What needs to be done: Transcribe word for word the lines spanning the line with "# point at: car windshield (one per instance)" through the end of the records.

Stored items:
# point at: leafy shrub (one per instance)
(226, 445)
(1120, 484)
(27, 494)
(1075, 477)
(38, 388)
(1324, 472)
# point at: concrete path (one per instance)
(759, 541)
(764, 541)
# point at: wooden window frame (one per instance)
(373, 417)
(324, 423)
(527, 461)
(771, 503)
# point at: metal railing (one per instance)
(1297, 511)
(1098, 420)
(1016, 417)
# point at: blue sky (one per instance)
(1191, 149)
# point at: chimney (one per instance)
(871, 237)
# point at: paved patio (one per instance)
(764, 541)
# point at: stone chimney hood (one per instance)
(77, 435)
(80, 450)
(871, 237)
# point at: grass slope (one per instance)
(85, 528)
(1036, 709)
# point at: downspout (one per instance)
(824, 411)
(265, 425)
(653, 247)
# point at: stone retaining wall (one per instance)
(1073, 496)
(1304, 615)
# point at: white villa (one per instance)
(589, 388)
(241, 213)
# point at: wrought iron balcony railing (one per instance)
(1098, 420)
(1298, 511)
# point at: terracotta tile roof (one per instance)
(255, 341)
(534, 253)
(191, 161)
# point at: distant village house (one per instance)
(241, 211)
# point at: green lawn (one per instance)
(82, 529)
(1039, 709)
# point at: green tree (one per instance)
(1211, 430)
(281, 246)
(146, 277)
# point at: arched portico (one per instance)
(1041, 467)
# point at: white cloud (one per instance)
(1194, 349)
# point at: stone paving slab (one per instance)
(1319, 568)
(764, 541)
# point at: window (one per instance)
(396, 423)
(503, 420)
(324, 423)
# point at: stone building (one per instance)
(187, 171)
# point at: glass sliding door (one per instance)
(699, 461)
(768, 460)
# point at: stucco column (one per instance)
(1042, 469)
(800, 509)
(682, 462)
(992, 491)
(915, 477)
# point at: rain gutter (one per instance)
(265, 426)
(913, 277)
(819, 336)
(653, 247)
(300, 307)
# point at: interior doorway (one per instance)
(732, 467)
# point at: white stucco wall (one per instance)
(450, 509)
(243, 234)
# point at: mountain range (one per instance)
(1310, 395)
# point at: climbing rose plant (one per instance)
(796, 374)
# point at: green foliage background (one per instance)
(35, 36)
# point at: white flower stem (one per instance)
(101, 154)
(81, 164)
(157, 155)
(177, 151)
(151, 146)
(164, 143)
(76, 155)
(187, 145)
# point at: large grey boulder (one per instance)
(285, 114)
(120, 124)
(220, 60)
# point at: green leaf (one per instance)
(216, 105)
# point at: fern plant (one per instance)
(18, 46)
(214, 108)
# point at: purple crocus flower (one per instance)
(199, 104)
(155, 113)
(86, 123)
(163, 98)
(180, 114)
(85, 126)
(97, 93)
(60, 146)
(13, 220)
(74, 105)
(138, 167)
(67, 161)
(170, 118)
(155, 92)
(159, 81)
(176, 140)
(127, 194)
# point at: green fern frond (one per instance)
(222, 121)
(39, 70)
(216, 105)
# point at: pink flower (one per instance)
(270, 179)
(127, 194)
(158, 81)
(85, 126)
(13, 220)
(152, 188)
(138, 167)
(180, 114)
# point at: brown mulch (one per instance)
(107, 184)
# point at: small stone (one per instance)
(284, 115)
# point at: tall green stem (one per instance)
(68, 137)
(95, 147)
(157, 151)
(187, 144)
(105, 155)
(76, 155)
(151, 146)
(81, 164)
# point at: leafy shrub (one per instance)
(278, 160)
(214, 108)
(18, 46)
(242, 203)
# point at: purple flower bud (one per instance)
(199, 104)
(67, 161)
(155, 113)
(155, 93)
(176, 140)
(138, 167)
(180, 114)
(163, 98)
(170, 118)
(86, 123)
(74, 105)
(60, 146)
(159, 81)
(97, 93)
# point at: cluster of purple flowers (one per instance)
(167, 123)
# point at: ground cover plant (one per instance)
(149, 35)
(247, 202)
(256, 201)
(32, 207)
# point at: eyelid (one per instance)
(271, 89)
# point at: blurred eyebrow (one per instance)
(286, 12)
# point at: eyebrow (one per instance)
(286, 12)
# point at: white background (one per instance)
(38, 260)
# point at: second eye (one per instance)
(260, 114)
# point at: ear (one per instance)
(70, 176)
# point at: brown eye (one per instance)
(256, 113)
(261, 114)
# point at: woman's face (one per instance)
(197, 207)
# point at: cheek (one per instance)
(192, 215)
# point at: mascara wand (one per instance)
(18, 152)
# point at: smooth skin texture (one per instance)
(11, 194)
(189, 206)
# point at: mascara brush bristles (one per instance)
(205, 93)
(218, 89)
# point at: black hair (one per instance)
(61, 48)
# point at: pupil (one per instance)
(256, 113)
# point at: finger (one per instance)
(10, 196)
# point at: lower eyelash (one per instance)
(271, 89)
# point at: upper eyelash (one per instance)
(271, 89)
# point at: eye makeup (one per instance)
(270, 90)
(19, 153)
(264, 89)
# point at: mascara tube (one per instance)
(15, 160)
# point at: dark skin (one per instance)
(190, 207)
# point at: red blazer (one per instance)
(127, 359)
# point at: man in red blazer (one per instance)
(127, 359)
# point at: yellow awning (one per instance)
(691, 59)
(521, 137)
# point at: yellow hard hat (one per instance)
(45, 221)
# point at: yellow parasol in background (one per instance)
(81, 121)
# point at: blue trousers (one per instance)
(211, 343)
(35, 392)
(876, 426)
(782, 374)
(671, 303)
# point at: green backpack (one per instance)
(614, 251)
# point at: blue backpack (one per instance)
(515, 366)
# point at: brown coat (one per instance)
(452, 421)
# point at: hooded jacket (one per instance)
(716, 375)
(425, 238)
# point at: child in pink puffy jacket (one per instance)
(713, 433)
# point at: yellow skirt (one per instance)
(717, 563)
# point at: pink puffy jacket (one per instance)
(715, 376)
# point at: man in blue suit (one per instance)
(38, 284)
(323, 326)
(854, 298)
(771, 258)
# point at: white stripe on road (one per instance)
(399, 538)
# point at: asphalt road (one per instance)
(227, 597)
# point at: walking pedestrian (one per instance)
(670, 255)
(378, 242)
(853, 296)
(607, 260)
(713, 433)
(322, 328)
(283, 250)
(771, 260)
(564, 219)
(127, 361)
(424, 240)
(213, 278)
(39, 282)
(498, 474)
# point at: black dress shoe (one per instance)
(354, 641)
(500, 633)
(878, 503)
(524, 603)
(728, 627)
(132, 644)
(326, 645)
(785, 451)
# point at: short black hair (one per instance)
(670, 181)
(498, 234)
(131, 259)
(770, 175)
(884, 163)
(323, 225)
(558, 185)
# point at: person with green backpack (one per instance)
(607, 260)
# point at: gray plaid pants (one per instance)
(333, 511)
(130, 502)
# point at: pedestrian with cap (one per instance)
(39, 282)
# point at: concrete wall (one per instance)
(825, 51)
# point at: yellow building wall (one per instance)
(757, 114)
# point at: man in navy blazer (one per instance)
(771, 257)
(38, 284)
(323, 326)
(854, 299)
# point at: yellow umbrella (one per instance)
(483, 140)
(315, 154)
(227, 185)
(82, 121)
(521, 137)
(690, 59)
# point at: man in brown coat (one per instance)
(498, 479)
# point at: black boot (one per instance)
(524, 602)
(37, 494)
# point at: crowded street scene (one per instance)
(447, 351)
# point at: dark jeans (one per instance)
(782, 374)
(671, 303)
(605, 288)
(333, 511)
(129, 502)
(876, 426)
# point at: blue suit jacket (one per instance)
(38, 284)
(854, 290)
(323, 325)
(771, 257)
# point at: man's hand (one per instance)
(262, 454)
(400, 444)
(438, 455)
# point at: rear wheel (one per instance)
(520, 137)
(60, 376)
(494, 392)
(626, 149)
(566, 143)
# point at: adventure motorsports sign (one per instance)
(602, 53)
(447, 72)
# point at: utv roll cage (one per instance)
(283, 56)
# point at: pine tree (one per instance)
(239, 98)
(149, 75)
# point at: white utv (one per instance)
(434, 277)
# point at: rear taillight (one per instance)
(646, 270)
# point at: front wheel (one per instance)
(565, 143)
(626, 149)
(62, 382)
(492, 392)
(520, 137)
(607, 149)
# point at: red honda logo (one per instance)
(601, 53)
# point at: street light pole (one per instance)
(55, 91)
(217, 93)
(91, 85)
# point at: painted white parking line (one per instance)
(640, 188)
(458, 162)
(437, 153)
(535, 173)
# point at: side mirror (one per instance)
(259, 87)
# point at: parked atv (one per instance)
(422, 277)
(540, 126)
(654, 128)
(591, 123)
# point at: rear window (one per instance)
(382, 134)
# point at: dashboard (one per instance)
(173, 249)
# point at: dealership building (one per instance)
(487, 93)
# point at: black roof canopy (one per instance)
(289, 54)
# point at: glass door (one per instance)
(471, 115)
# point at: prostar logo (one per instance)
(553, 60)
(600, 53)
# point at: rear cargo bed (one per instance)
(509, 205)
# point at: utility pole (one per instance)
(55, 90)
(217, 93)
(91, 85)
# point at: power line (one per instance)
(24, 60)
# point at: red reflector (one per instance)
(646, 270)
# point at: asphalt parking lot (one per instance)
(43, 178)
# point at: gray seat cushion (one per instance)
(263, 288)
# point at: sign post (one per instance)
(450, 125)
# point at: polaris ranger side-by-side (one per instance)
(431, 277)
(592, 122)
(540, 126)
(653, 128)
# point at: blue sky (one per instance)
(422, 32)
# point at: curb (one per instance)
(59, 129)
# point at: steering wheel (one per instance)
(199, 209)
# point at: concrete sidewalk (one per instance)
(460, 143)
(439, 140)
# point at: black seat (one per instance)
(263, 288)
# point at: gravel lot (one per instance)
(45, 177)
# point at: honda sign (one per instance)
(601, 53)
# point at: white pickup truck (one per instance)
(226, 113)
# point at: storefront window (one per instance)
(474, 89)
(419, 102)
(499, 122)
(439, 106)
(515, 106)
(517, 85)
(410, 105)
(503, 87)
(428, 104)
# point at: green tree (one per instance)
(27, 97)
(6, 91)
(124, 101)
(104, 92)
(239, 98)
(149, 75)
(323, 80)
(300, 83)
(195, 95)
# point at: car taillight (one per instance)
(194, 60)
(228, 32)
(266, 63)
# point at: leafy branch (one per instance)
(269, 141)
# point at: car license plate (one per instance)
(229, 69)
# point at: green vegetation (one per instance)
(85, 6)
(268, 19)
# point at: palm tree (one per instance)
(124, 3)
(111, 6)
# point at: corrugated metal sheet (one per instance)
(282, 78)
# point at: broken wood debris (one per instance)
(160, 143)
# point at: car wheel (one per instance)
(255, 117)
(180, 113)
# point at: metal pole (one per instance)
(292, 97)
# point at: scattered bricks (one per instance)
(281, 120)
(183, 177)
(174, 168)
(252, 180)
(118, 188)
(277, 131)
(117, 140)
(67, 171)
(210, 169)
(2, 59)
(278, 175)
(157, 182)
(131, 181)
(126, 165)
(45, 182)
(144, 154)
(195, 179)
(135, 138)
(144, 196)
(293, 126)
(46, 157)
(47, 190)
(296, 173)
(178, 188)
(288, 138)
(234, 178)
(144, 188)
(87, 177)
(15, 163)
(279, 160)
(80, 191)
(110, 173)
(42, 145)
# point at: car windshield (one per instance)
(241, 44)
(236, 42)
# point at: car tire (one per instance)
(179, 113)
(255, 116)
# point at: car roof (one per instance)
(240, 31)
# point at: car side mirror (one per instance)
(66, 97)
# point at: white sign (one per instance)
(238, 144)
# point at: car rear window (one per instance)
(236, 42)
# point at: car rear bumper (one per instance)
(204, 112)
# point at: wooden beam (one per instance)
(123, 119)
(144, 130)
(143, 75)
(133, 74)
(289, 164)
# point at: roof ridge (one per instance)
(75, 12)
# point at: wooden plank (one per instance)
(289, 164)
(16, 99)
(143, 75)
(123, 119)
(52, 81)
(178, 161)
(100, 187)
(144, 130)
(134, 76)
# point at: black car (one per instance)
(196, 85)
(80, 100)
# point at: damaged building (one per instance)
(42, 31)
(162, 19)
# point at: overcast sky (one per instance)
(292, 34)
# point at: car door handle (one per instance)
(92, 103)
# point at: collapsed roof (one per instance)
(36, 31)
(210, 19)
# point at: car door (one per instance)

Solved exercise:
# point at: car windshield (one per instance)
(241, 44)
(236, 42)
# point at: car tire (one per instance)
(179, 113)
(255, 116)
# point at: car roof (one per instance)
(240, 31)
# point at: car side mirror (one per instance)
(66, 97)
# point at: white sign (one per instance)
(238, 144)
# point at: car rear window (one per instance)
(236, 42)
# point at: car rear bumper (one per instance)
(204, 112)
# point at: wooden beam (one per instance)
(123, 119)
(144, 130)
(143, 75)
(133, 74)
(289, 164)
# point at: roof ridge (one per instance)
(75, 12)
# point at: wooden plank (one per instance)
(289, 164)
(16, 99)
(143, 75)
(123, 119)
(52, 81)
(178, 161)
(100, 187)
(144, 130)
(134, 76)
# point at: black car (one per instance)
(196, 85)
(80, 100)
# point at: damaged building (one per instance)
(42, 31)
(162, 19)
# point at: overcast sky (one per instance)
(292, 34)
# point at: car door handle (one per instance)
(92, 103)
# point at: collapsed roof (one per instance)
(36, 31)
(210, 19)
# point at: car door (one per instance)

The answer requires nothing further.